Skip the pictures and quote all of the lines exactly.

Records
## begin

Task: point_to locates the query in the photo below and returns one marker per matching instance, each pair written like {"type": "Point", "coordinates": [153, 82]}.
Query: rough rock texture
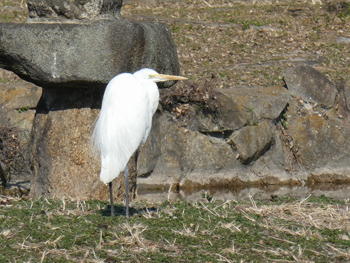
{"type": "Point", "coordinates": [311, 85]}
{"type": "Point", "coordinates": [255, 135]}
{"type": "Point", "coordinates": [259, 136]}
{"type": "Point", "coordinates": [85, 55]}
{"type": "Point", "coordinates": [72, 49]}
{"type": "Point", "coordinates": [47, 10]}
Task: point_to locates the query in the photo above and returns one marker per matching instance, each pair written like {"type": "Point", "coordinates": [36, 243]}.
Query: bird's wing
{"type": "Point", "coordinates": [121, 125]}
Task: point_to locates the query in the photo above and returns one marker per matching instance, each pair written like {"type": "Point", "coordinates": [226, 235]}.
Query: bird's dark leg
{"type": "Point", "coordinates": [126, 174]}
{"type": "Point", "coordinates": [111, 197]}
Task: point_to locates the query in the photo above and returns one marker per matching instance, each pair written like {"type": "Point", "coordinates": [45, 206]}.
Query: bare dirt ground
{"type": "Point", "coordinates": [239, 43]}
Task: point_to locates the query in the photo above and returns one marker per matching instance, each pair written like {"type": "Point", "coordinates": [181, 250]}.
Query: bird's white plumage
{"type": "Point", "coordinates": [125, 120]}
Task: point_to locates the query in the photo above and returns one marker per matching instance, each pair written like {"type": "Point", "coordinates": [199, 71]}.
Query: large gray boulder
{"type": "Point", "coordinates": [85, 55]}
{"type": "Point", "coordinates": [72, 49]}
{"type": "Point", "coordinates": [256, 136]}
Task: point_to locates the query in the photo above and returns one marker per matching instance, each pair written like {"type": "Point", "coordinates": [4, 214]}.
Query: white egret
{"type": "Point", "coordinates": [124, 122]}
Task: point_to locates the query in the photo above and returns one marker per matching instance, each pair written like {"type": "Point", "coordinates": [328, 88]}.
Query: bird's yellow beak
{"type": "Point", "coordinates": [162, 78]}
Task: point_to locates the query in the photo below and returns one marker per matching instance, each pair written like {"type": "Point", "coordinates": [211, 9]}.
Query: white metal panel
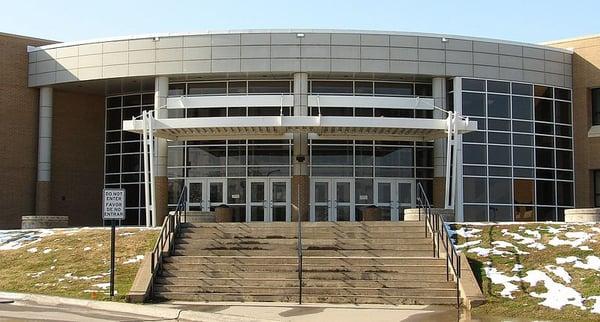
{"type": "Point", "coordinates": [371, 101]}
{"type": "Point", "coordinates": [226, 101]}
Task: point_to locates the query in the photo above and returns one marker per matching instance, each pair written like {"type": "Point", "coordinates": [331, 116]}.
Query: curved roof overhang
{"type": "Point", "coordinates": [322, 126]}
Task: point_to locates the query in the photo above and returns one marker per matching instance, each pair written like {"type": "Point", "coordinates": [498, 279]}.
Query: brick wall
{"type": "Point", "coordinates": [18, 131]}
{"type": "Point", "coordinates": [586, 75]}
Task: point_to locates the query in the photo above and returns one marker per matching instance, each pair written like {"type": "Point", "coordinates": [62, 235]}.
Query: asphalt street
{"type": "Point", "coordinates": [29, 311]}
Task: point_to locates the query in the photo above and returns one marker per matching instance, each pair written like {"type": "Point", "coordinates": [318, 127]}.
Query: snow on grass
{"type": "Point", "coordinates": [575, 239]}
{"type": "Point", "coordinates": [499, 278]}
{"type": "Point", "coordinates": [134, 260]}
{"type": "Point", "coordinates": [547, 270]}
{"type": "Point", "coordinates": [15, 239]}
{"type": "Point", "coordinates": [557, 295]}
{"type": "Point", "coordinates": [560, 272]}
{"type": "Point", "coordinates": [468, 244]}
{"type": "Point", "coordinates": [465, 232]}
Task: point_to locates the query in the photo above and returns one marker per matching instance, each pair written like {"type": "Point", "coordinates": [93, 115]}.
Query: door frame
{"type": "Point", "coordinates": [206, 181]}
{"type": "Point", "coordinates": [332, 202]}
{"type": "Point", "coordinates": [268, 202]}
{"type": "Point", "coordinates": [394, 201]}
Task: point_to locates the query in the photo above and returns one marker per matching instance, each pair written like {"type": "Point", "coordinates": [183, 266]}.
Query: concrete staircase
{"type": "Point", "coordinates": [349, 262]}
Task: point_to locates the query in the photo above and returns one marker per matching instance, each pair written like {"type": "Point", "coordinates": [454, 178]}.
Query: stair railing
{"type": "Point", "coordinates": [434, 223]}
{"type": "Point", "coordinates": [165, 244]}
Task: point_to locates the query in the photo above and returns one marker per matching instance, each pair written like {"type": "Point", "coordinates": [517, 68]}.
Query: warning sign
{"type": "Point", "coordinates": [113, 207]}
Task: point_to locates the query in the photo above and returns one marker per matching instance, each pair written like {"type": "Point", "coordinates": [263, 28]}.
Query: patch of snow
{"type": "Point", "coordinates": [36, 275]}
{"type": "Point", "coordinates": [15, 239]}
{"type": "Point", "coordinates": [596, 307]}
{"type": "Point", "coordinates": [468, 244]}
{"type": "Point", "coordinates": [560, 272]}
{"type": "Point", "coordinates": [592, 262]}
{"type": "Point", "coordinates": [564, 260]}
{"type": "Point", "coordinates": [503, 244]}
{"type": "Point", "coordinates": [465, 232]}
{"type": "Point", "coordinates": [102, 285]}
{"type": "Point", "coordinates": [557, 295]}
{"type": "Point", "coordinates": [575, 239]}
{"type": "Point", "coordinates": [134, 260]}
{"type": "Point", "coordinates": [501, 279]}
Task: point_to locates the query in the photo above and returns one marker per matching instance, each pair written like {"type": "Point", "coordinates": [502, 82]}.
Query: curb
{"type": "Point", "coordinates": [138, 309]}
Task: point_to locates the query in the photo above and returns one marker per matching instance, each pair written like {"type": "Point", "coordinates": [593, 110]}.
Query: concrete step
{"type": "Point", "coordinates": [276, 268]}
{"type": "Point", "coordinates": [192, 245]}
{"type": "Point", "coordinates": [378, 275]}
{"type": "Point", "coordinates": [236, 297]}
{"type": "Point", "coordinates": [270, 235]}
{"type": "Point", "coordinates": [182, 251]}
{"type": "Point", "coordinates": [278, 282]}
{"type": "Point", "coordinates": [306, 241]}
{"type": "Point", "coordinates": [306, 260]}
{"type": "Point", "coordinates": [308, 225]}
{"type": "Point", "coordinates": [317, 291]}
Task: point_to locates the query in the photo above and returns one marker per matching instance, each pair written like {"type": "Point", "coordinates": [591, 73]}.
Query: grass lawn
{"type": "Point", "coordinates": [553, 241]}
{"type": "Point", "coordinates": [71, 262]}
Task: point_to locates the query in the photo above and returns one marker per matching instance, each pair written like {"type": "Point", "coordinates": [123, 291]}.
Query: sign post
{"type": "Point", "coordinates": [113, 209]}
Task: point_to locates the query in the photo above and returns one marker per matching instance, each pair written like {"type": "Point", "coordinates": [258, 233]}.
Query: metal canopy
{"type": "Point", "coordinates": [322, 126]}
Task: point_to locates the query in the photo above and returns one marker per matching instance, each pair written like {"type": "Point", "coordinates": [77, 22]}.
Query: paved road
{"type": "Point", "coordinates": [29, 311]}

## end

■ Finished task
Task: point_to locates the query in the photo below and returns one marker per matching instance, each pair written like {"type": "Point", "coordinates": [153, 82]}.
Query: rough rock texture
{"type": "Point", "coordinates": [311, 85]}
{"type": "Point", "coordinates": [255, 135]}
{"type": "Point", "coordinates": [259, 136]}
{"type": "Point", "coordinates": [85, 55]}
{"type": "Point", "coordinates": [72, 49]}
{"type": "Point", "coordinates": [47, 10]}
Task: point_to locates the query in the photo above and returns one marker per matching instance, each pair written like {"type": "Point", "coordinates": [36, 243]}.
Query: bird's wing
{"type": "Point", "coordinates": [121, 125]}
Task: point_to locates the query in the photo above and returns one marker per matching instance, each pair written like {"type": "Point", "coordinates": [226, 235]}.
Query: bird's dark leg
{"type": "Point", "coordinates": [126, 174]}
{"type": "Point", "coordinates": [111, 197]}
Task: point_to locates the query in the photo above and returns one marker per matching instance, each pair written like {"type": "Point", "coordinates": [45, 206]}.
Query: bare dirt ground
{"type": "Point", "coordinates": [239, 43]}
Task: point_to locates the query in the photo above and returns one marker per matching instance, each pair written like {"type": "Point", "coordinates": [181, 250]}.
Query: bird's white plumage
{"type": "Point", "coordinates": [125, 120]}
Task: point_to locates the query in the photo above and returns one marker per matching instance, each pair written like {"type": "Point", "coordinates": [199, 71]}.
Query: large gray boulder
{"type": "Point", "coordinates": [85, 55]}
{"type": "Point", "coordinates": [72, 49]}
{"type": "Point", "coordinates": [256, 136]}
Task: point_to locates the query in the photo above and returns one marker per matching instance, each pair written like {"type": "Point", "coordinates": [4, 214]}.
Query: white egret
{"type": "Point", "coordinates": [124, 122]}
Task: point_to locates the query in the photo above and returns one marker per matching instance, each pair written like {"type": "Point", "coordinates": [328, 88]}.
Query: bird's yellow beak
{"type": "Point", "coordinates": [162, 78]}
Task: point_to locates the query in the photo below and returns one marker per matching instance, each pair written like {"type": "Point", "coordinates": [211, 9]}.
Query: white metal panel
{"type": "Point", "coordinates": [371, 101]}
{"type": "Point", "coordinates": [226, 101]}
Task: point_to locates the query in the photo above and returns one marker per matching instance, each pair written like {"type": "Point", "coordinates": [331, 116]}.
Query: curved roof overhang
{"type": "Point", "coordinates": [322, 126]}
Task: point_to locates the query in the photo above and returns one marker per matching instance, each pair written like {"type": "Point", "coordinates": [498, 279]}.
Query: brick wall
{"type": "Point", "coordinates": [18, 131]}
{"type": "Point", "coordinates": [586, 75]}
Task: point_to locates the query in the photo above and returns one marker per matching instance, each pair written like {"type": "Point", "coordinates": [62, 235]}.
Query: asphalt street
{"type": "Point", "coordinates": [29, 311]}
Task: point_to locates the query in the photo above and returns one marker per matching instance, each pair written like {"type": "Point", "coordinates": [318, 127]}.
Query: snow on grass
{"type": "Point", "coordinates": [575, 239]}
{"type": "Point", "coordinates": [499, 278]}
{"type": "Point", "coordinates": [134, 260]}
{"type": "Point", "coordinates": [547, 270]}
{"type": "Point", "coordinates": [15, 239]}
{"type": "Point", "coordinates": [557, 295]}
{"type": "Point", "coordinates": [560, 272]}
{"type": "Point", "coordinates": [468, 244]}
{"type": "Point", "coordinates": [465, 232]}
Task: point_to locates the query in the photo above and returns one marker per matching instance, each pair written like {"type": "Point", "coordinates": [93, 115]}.
Query: door frame
{"type": "Point", "coordinates": [206, 181]}
{"type": "Point", "coordinates": [332, 202]}
{"type": "Point", "coordinates": [268, 202]}
{"type": "Point", "coordinates": [394, 201]}
Task: point_to locates the query in the photo above and returns one marker per matching instance, each pair written like {"type": "Point", "coordinates": [183, 266]}.
Query: concrete staircase
{"type": "Point", "coordinates": [349, 262]}
Task: point_to locates the query in the photo above and returns one marker per matching instance, each pair written like {"type": "Point", "coordinates": [454, 178]}.
Query: stair railing
{"type": "Point", "coordinates": [434, 223]}
{"type": "Point", "coordinates": [165, 244]}
Task: point_to locates the query in the photo above and returns one marker per matching instance, each pair written like {"type": "Point", "coordinates": [517, 68]}.
Query: warning sign
{"type": "Point", "coordinates": [113, 207]}
Task: point_to locates the query in the photo above and returns one marker per matching instance, each pair written like {"type": "Point", "coordinates": [263, 28]}.
Query: patch of snow
{"type": "Point", "coordinates": [36, 275]}
{"type": "Point", "coordinates": [15, 239]}
{"type": "Point", "coordinates": [596, 307]}
{"type": "Point", "coordinates": [468, 244]}
{"type": "Point", "coordinates": [560, 272]}
{"type": "Point", "coordinates": [592, 262]}
{"type": "Point", "coordinates": [564, 260]}
{"type": "Point", "coordinates": [503, 244]}
{"type": "Point", "coordinates": [465, 232]}
{"type": "Point", "coordinates": [102, 285]}
{"type": "Point", "coordinates": [557, 295]}
{"type": "Point", "coordinates": [575, 239]}
{"type": "Point", "coordinates": [134, 260]}
{"type": "Point", "coordinates": [501, 279]}
Task: point_to locates the query in the photo above and returns one marker per matching instance, each pair written like {"type": "Point", "coordinates": [502, 82]}.
Query: curb
{"type": "Point", "coordinates": [138, 309]}
Task: point_to locates the query in the photo above and returns one marker per matching instance, each pair written like {"type": "Point", "coordinates": [593, 110]}.
Query: concrete step
{"type": "Point", "coordinates": [276, 268]}
{"type": "Point", "coordinates": [192, 245]}
{"type": "Point", "coordinates": [378, 275]}
{"type": "Point", "coordinates": [236, 297]}
{"type": "Point", "coordinates": [270, 235]}
{"type": "Point", "coordinates": [182, 251]}
{"type": "Point", "coordinates": [278, 282]}
{"type": "Point", "coordinates": [306, 241]}
{"type": "Point", "coordinates": [306, 260]}
{"type": "Point", "coordinates": [308, 225]}
{"type": "Point", "coordinates": [317, 291]}
Task: point_to locates the query in the photo above and returns one marker per matching instance, each pair written like {"type": "Point", "coordinates": [591, 73]}.
Query: grass lawn
{"type": "Point", "coordinates": [553, 241]}
{"type": "Point", "coordinates": [71, 262]}
Task: point_to locates the query in the photo above and returns one marker per matching instance, each pair written like {"type": "Point", "coordinates": [123, 291]}.
Query: sign post
{"type": "Point", "coordinates": [113, 209]}
Task: point_to locates the query in the photo above and returns one marker per matching instance, each pair written like {"type": "Point", "coordinates": [258, 233]}.
Query: metal canopy
{"type": "Point", "coordinates": [322, 126]}
Task: point_to locates the query in the photo above and returns one marker per matching instance, each pair written like {"type": "Point", "coordinates": [77, 22]}.
Query: paved road
{"type": "Point", "coordinates": [29, 311]}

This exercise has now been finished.